_Exercise description_
Where does the string "below" appear in the material? Copy each line that holds it.

_Data to examine_

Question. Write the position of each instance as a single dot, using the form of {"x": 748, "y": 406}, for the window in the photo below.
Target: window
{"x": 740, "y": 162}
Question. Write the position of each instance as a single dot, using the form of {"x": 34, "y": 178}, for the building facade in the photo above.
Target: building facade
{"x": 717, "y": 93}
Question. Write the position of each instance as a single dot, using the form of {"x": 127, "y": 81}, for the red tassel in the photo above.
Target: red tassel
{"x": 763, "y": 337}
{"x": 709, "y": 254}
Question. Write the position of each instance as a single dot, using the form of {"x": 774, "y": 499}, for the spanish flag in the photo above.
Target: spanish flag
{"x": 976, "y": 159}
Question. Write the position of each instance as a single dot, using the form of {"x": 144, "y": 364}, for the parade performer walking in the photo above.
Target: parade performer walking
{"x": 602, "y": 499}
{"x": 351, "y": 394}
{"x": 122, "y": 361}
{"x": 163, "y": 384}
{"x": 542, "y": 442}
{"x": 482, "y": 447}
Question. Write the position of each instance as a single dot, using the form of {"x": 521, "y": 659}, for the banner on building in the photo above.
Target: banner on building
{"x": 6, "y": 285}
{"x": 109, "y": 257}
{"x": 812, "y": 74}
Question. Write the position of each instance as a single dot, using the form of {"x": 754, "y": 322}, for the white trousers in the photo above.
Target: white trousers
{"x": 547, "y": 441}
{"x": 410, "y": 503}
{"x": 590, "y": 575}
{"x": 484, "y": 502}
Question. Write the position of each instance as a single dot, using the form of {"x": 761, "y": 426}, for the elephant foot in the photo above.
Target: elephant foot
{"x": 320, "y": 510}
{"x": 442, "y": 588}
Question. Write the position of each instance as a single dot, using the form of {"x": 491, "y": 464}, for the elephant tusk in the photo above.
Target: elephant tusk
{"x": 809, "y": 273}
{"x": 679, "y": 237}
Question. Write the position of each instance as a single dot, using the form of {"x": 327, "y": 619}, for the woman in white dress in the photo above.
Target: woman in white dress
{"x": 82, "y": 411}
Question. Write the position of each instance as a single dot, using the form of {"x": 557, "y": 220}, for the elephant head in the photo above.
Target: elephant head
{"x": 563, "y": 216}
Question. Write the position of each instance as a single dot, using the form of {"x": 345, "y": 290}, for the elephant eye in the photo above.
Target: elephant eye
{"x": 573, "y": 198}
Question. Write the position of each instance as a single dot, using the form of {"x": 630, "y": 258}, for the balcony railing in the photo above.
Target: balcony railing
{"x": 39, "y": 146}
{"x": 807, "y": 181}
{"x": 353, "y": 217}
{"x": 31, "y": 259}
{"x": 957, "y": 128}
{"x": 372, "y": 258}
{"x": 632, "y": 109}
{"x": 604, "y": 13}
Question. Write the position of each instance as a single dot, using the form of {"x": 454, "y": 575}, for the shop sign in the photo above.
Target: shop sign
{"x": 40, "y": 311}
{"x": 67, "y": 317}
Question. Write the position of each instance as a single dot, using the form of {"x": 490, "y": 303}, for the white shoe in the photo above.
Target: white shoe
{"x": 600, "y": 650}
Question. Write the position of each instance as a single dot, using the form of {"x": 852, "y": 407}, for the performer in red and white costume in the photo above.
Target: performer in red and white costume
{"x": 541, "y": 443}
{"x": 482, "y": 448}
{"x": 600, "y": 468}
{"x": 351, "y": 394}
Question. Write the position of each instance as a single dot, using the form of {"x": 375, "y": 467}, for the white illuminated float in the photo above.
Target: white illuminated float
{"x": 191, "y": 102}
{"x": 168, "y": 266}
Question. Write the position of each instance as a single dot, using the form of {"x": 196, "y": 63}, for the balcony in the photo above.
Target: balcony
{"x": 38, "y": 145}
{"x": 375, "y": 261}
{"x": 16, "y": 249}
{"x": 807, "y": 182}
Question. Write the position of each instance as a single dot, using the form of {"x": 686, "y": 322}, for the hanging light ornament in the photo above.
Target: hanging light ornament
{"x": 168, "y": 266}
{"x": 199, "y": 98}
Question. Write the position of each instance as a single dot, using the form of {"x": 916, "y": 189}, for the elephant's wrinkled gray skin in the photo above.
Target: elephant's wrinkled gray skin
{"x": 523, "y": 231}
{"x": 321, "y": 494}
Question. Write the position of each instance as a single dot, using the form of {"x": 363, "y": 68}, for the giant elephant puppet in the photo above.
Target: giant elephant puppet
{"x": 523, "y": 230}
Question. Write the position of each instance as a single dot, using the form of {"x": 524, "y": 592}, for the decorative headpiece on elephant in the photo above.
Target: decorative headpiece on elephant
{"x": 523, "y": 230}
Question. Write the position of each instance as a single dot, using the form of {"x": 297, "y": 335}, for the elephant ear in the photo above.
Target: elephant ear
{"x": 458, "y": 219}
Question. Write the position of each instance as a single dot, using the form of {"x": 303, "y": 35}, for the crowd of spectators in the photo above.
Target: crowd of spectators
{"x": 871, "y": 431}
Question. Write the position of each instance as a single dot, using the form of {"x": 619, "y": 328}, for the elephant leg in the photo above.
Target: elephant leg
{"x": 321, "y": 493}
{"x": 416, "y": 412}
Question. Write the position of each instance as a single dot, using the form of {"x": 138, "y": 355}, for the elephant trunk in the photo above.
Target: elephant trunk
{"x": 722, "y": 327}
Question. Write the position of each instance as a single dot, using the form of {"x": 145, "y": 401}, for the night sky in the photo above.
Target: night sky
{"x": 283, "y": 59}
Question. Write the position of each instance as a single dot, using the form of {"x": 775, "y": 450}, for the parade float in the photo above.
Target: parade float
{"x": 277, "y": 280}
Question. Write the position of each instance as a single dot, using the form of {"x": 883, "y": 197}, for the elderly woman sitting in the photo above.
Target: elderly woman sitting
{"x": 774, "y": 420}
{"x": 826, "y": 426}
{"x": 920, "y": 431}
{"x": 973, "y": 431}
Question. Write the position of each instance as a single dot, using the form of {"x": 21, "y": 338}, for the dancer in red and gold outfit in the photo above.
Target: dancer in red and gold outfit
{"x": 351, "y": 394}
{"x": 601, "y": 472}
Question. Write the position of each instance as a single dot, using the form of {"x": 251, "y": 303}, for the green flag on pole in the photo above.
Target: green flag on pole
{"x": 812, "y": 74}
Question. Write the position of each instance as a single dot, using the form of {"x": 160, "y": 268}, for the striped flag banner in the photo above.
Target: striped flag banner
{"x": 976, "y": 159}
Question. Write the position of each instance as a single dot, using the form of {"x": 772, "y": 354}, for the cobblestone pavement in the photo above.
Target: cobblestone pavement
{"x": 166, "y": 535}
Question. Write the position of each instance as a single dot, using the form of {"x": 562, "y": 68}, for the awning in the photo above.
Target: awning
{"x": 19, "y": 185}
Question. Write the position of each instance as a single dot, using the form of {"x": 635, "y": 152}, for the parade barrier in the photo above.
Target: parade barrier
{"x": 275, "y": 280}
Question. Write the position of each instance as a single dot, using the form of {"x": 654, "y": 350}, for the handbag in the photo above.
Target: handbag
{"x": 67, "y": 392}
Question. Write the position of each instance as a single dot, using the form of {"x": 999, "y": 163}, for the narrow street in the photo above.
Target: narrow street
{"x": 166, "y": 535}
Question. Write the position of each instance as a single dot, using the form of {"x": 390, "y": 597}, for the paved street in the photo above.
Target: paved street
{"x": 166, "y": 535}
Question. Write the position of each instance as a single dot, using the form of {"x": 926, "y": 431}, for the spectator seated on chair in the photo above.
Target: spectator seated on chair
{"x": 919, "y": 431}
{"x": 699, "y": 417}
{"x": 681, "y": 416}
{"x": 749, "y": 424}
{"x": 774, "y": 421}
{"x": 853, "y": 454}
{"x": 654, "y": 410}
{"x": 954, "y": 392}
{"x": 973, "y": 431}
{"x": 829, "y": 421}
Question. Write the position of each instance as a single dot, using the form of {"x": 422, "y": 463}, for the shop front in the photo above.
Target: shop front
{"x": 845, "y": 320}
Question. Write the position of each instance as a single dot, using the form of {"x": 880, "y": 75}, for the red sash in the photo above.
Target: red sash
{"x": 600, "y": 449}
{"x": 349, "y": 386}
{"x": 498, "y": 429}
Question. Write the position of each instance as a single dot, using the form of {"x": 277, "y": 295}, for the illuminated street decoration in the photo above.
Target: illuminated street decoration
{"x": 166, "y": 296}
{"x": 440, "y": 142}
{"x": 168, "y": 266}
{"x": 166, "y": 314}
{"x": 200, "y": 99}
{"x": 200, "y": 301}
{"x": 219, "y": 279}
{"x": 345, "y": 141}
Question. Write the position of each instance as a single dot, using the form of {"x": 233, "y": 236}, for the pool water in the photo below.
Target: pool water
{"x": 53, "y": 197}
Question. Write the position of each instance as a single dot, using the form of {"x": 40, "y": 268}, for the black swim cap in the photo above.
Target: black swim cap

_The answer_
Question. Write the position of each instance as a single dot, using the form of {"x": 748, "y": 406}, for the window in the photo below.
Question. Write the position of each instance as a single dot, using the form of {"x": 233, "y": 236}, for the pool water in the photo below.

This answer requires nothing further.